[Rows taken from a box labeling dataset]
◇ ◇ ◇ ◇

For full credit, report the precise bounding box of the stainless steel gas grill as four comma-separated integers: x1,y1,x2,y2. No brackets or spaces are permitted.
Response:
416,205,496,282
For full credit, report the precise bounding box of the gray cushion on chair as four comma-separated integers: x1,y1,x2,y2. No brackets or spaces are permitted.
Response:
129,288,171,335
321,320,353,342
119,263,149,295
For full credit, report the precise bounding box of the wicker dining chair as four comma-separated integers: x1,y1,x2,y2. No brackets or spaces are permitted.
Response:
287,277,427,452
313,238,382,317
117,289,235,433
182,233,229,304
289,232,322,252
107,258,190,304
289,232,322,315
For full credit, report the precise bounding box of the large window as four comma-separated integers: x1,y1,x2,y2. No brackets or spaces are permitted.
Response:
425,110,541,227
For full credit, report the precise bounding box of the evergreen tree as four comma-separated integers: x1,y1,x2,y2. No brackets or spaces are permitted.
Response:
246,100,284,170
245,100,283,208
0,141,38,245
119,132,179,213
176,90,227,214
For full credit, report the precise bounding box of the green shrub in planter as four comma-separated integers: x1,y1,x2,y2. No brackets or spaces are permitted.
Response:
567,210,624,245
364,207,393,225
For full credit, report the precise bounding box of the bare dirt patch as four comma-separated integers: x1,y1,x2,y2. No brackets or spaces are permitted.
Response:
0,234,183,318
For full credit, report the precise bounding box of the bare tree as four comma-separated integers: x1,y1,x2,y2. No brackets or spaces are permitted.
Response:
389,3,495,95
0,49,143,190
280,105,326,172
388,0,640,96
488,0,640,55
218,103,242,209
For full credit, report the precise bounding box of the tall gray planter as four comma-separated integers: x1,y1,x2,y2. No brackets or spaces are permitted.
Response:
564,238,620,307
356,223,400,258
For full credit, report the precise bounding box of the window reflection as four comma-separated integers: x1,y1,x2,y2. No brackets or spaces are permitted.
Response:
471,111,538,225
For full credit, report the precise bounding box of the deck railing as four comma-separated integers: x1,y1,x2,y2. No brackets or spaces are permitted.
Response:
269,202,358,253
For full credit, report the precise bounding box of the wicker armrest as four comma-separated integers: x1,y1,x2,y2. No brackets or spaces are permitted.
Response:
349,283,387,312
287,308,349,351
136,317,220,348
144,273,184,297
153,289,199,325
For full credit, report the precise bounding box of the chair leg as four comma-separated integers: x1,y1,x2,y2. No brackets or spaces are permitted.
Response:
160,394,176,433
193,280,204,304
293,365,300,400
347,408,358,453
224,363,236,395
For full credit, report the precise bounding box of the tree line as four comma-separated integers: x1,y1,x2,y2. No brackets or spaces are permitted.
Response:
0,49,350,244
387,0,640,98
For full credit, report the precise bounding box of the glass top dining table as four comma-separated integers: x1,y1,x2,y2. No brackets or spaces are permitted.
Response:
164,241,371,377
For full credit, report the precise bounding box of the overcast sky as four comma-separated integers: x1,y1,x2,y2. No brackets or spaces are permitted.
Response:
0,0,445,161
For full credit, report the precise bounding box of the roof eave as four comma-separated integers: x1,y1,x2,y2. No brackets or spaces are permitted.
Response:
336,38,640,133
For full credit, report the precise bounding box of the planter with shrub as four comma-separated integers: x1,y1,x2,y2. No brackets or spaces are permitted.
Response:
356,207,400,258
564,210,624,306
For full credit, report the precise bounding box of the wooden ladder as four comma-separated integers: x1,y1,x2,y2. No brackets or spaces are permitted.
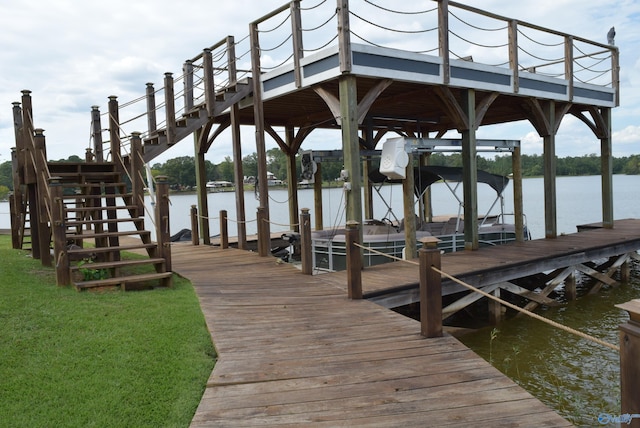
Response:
48,162,172,290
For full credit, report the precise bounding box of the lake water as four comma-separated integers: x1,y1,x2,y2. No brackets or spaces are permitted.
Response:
0,175,640,427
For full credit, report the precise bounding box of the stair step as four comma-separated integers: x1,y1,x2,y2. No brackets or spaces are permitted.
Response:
67,242,158,256
62,193,133,202
70,258,165,271
65,217,144,227
67,205,138,213
66,230,151,239
74,272,173,290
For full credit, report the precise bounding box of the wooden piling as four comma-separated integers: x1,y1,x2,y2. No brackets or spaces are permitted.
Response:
300,208,313,275
220,210,229,249
190,205,200,245
345,221,362,299
616,299,640,428
156,175,171,272
48,177,71,285
419,236,442,337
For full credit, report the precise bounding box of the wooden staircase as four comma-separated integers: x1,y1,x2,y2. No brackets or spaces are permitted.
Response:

◇ ◇ ◇ ◇

Required work: Update all the records above by replacing "precise" with "exact" and leaving everything else unchanged. Omit the pictures from your answer.

Solution to the problem:
For full credit, report the exact bounding box of the stainless steel gas grill as four comma-separated integers: x1,y1,x2,y2. No brackets or spaces are permitted.
Response:
416,205,496,282
For full credit, report the exact bounding box of the gray cushion on chair as four comma-separated integers: x1,y1,x2,y2. No brackets or spaces are permitted.
Response:
129,288,171,335
321,320,353,342
119,263,149,295
For full credit, report the exact bounding box of the wicker dining chair as four comma-separated integers: x1,y1,x2,y2. No brackets or spaces are permitted.
Response:
287,277,427,452
313,238,382,317
117,289,235,433
182,233,229,304
289,232,322,252
107,258,190,304
289,232,322,315
For full credit, report the exact bounding box of the large window as four comma-separated integers: x1,y1,x2,y2. No brackets or spaces are permitted.
Response:
425,110,541,227
For full credit, report the exact bounding box of the evergreen tree as four comma-separated integers: x1,y1,x2,y2. No brackets or spaces are permitted.
Response:
246,100,284,170
245,100,283,208
0,141,38,245
119,132,179,213
176,90,227,214
For full credit, report the exact bounding box of the green shrub in planter as four comma-separated integers: x1,y1,x2,y2. No brackets or spaces are permitted.
Response:
567,210,624,245
364,207,393,225
For full credit, report the exact bounding box of the bare dirt patch as four comma-separated integers: x1,y1,x2,y2. No brackets or spaces are permitted.
Response:
0,234,183,318
For full credit, report the exact bounding box of the bare tree as four comma-separated integers: x1,y1,x2,y2. No brackets or spaces are permitted.
Response:
389,3,495,95
0,49,143,190
280,105,326,172
388,0,640,96
488,0,640,55
218,103,242,209
For full credit, report the exact bounding box of the tall gray planter as four comma-separated integers: x1,y1,x2,y2. No brackets or spaces are permitted.
Response:
564,238,620,307
356,223,400,258
For full credit, report the exact bounding box of the window reflection as four comma-separated integers: x1,y1,x2,y2. No brackets or spaces are permitted.
Response:
471,111,538,225
For full credit, report the exact bounding box of the deck railing as four comma-separated integers: x1,y1,x2,y2. No brackets or spaces are permitted.
Response:
269,202,358,253
For full credit, report the exact bounding box of the wicker armrest as four comma-separated integers: x1,y1,x2,y2. No brackets or spaces are permitted.
Response:
349,283,387,312
287,308,349,351
136,317,220,348
144,273,184,297
153,289,199,325
For full credit, report the exact bounding box of the chair leg as four comma-separated integers: x1,y1,x2,y2. No brackets or spaces are permitted.
Response:
160,394,176,433
193,280,204,304
293,365,300,400
347,408,358,453
224,363,236,395
For full credit, report the exact bounding box of the tree line as four comma-separated integers: x1,y1,x2,y2. No brackets or spaces are permitted.
Response:
0,49,350,244
387,0,640,98
For full credit, report the exact bounding box of the glass top dining table as four comma-separated integers: x1,y1,x2,y2. No brackets or spaces are permitted.
Response:
164,241,371,377
For full credit, report the exact bounding box of the overcast sky as four comma-separated integers: x1,y1,x2,y2. No brackets or spaces are permitted.
Response:
0,0,445,161
For full credit, report the exact bounding box of the roof eave as four comma-separated integers: x1,y1,x2,y2. No brackets or spaces are permitted.
Response:
336,38,640,133
For full credit, report the exact bounding box of the planter with shrub as four comma-separated integers: x1,y1,x2,y2. No brackets or spaces are permitted.
Response:
356,207,400,258
564,210,624,306
For full credit, report the exact bounding box of the wooden ladder as four comma-separated integers: x1,y1,x2,y2. No brackets or spaces are permitted.
Response:
48,162,172,290
For full credit, report the exact bounding box of the lake water as four comma-separated integers: x1,y1,x2,y2. No brackets or spaces are permitted.
Response:
0,175,640,427
For full credit, report the exact bounding box of the stair step as four comma-separated integers: x1,y1,x2,y2. No brackets or spaces are permitted.
Response:
67,242,158,256
62,193,133,202
70,258,165,271
65,217,144,227
67,205,138,213
66,230,151,239
74,272,173,290
For full credit, report the exact bounding box of the wooden piling as four comma-separated integers: x1,y1,x2,y2. No brackets or spaces are permitted.
Response:
300,208,313,275
220,210,229,249
190,205,200,245
345,221,362,299
616,299,640,428
156,175,171,272
48,177,71,285
419,236,442,337
For full credit, report the exact bounding box of the wooden staircase as four comma-separated integers: x1,y1,x2,y2. No brackets or spaces are permitted.
Response:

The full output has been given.